Extract from the entries below, exactly as given, only the lines from the line containing "# annotate each instance of the large" to the line containing "# annotate each instance of the small", both lines included.

(Records contained in a dataset)
——
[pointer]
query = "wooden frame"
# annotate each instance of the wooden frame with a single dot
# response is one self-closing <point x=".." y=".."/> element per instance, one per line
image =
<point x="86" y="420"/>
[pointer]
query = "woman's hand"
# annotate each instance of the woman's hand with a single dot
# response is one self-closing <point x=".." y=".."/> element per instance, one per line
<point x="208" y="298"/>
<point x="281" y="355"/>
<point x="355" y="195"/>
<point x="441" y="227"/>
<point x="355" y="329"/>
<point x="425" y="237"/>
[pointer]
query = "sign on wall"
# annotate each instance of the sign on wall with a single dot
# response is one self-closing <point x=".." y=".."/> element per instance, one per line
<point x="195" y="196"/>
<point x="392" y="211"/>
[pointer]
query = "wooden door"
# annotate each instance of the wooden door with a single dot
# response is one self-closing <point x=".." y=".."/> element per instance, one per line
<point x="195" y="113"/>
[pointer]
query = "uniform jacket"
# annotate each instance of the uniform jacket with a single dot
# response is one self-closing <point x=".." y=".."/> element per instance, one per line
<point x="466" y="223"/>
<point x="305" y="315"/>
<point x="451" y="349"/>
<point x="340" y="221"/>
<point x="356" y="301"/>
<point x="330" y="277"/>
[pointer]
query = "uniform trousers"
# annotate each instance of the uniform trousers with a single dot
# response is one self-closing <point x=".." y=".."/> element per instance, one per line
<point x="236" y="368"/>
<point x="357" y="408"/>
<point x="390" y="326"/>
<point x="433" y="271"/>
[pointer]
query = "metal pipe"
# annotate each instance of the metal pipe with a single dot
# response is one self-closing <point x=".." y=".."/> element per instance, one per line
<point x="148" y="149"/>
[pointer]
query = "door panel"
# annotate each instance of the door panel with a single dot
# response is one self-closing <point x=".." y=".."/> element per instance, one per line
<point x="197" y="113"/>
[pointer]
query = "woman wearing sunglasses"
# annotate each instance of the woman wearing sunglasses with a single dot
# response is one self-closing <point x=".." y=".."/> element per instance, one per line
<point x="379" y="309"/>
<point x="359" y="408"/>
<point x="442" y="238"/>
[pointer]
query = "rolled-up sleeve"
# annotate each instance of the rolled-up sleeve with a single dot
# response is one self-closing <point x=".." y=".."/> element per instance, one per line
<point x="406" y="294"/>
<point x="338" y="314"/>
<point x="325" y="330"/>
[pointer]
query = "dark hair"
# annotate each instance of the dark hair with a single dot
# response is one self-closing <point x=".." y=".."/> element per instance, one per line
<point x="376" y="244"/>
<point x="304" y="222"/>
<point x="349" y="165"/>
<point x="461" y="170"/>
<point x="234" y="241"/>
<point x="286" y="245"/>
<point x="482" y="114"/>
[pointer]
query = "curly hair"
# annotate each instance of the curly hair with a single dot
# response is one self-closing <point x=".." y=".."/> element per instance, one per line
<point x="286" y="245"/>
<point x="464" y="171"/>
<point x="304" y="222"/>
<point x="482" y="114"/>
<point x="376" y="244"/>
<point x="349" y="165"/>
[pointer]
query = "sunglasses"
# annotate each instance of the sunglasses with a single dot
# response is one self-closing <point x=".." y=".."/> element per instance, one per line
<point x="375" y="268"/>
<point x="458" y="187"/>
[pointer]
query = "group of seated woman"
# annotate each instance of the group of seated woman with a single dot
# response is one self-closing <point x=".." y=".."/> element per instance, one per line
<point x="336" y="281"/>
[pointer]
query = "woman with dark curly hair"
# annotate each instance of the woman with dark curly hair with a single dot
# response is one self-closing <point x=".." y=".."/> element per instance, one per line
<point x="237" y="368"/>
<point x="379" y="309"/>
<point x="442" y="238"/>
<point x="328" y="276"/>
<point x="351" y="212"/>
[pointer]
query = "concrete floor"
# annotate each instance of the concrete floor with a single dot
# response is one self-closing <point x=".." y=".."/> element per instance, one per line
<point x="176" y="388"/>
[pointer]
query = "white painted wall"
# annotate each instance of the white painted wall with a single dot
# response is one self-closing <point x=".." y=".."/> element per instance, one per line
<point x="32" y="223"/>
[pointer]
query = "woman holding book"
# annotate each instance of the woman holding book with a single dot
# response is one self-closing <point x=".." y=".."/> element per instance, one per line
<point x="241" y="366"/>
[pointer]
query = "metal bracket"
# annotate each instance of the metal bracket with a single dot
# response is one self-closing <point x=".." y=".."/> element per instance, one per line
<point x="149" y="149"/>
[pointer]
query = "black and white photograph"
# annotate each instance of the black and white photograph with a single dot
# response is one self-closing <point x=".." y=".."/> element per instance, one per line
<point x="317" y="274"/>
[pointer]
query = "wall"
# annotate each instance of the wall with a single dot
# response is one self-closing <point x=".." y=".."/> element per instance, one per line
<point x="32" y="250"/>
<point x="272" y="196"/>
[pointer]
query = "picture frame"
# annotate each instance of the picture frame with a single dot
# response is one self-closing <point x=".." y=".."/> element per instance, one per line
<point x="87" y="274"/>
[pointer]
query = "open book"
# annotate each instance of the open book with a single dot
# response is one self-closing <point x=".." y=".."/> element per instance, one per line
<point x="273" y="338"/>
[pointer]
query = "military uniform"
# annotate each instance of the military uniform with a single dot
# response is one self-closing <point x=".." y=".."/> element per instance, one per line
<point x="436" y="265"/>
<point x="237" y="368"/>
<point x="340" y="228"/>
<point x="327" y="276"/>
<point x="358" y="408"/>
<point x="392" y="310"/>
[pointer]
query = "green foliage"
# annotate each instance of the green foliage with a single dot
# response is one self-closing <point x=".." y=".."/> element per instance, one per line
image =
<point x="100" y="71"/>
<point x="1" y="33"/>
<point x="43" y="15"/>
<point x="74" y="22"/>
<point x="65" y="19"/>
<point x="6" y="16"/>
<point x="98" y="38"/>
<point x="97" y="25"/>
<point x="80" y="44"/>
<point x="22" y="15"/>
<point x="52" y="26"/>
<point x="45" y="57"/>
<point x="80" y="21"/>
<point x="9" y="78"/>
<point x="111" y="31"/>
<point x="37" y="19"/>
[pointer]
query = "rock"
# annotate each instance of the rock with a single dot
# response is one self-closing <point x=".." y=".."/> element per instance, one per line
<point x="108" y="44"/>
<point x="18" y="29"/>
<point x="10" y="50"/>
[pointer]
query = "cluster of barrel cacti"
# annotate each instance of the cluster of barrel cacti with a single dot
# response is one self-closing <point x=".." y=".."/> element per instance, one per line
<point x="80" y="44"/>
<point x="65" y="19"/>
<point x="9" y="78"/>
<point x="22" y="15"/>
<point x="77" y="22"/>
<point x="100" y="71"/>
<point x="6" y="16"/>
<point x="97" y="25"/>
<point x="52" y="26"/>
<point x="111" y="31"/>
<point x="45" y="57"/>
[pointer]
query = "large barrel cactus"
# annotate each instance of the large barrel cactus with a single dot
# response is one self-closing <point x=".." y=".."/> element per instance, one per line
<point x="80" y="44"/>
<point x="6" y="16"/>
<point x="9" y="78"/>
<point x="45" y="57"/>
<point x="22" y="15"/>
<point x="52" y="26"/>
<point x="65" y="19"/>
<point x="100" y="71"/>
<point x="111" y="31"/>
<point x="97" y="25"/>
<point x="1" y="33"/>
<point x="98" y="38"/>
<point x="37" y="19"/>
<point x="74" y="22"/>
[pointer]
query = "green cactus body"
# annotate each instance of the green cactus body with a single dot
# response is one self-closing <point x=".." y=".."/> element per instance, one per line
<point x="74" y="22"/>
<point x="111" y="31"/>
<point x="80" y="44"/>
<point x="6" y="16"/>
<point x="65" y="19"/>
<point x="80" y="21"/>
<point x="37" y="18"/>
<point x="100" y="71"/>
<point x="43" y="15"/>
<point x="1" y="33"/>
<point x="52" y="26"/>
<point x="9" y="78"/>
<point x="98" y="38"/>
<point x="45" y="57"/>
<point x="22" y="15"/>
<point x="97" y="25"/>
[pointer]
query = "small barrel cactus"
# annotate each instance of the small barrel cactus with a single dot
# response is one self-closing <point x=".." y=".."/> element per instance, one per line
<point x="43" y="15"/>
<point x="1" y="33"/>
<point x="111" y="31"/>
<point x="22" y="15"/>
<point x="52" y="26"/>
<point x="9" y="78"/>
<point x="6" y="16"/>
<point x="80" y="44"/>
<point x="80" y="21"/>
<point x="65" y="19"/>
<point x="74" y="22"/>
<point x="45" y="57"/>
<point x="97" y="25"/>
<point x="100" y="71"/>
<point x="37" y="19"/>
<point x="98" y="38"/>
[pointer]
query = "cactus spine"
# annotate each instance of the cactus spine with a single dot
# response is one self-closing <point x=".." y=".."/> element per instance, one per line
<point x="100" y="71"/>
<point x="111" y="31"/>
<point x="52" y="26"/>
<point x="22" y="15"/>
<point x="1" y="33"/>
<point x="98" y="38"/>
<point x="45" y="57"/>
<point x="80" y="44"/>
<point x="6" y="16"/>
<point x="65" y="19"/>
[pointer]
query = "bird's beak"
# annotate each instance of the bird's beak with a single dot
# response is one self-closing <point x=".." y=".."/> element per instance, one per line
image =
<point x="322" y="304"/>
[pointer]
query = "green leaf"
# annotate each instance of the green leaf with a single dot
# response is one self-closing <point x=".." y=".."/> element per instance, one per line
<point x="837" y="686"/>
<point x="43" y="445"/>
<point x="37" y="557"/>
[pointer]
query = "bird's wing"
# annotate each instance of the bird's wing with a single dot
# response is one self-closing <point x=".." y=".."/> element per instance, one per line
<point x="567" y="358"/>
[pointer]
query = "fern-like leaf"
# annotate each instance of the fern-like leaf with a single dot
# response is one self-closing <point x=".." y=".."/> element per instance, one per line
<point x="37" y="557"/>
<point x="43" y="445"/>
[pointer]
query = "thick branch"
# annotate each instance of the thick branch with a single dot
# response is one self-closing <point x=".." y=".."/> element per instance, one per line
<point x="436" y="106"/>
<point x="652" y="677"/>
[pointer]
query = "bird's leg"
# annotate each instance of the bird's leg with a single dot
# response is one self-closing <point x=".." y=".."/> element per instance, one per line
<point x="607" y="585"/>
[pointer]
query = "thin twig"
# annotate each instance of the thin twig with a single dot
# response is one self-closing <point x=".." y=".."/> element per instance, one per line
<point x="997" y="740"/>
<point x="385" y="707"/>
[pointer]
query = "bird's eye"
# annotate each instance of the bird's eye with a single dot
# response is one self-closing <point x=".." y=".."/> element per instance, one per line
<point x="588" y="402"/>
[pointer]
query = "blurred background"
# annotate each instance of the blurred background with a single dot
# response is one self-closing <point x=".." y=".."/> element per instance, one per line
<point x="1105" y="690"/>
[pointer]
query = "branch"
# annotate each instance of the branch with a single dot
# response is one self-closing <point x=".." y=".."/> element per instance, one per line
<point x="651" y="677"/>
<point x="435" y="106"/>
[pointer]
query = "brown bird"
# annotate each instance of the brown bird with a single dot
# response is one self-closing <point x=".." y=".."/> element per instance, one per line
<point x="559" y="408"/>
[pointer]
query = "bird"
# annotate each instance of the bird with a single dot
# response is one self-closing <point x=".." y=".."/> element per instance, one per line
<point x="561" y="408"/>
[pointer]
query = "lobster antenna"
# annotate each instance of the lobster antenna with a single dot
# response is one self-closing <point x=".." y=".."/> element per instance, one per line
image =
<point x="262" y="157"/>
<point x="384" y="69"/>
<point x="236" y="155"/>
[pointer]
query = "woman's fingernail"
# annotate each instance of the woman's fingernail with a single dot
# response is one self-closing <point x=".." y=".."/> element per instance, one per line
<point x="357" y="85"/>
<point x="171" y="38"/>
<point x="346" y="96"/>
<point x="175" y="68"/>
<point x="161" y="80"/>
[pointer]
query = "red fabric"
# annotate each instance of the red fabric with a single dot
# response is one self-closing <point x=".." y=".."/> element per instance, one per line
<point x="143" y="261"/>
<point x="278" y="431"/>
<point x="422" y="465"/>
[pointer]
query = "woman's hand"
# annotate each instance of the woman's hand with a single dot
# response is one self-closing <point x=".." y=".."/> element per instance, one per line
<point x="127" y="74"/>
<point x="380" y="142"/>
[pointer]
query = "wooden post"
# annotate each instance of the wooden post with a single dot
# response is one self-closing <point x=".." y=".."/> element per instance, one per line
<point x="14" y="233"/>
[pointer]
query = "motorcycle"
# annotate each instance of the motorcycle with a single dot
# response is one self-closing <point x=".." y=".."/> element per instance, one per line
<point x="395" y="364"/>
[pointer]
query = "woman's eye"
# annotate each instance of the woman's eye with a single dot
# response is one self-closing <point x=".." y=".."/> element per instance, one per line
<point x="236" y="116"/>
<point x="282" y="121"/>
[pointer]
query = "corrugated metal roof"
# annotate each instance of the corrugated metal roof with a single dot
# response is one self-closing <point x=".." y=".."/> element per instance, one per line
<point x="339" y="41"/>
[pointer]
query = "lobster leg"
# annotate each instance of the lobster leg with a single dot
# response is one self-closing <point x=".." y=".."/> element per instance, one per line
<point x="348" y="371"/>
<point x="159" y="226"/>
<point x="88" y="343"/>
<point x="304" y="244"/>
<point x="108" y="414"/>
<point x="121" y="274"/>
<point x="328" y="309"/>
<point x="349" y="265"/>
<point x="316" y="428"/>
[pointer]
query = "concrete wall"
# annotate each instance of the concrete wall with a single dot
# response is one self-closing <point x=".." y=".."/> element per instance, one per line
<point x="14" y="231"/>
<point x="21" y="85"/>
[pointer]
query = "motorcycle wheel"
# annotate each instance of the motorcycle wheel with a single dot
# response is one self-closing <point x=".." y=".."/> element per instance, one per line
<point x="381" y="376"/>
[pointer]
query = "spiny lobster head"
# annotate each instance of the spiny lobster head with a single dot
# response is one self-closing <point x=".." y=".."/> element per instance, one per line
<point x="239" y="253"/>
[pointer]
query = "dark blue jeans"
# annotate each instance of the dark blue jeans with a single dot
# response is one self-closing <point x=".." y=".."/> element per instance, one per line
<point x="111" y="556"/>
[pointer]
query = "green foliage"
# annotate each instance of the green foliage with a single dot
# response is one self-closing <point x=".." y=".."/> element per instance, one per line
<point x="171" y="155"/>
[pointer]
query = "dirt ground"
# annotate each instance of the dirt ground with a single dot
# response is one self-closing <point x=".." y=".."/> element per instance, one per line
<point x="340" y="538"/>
——
## [Finished task]
# annotate each instance of the large barrel cactus with a single dot
# response is one self-closing <point x=".." y=".."/> element per instance, one per line
<point x="80" y="44"/>
<point x="6" y="16"/>
<point x="9" y="78"/>
<point x="45" y="57"/>
<point x="22" y="15"/>
<point x="52" y="26"/>
<point x="65" y="19"/>
<point x="100" y="71"/>
<point x="111" y="31"/>
<point x="97" y="25"/>
<point x="1" y="33"/>
<point x="98" y="38"/>
<point x="37" y="19"/>
<point x="74" y="22"/>
[pointer]
query = "green cactus body"
# annotate each instance of the green cactus body with a single dot
# response is one self-closing <point x=".." y=".."/> element per instance, one per line
<point x="74" y="22"/>
<point x="111" y="31"/>
<point x="80" y="44"/>
<point x="6" y="16"/>
<point x="65" y="19"/>
<point x="80" y="21"/>
<point x="37" y="18"/>
<point x="100" y="71"/>
<point x="43" y="15"/>
<point x="1" y="33"/>
<point x="52" y="26"/>
<point x="9" y="78"/>
<point x="98" y="38"/>
<point x="45" y="57"/>
<point x="22" y="15"/>
<point x="97" y="25"/>
[pointer]
query = "small barrel cactus"
# annotate each instance of the small barrel cactus with a single dot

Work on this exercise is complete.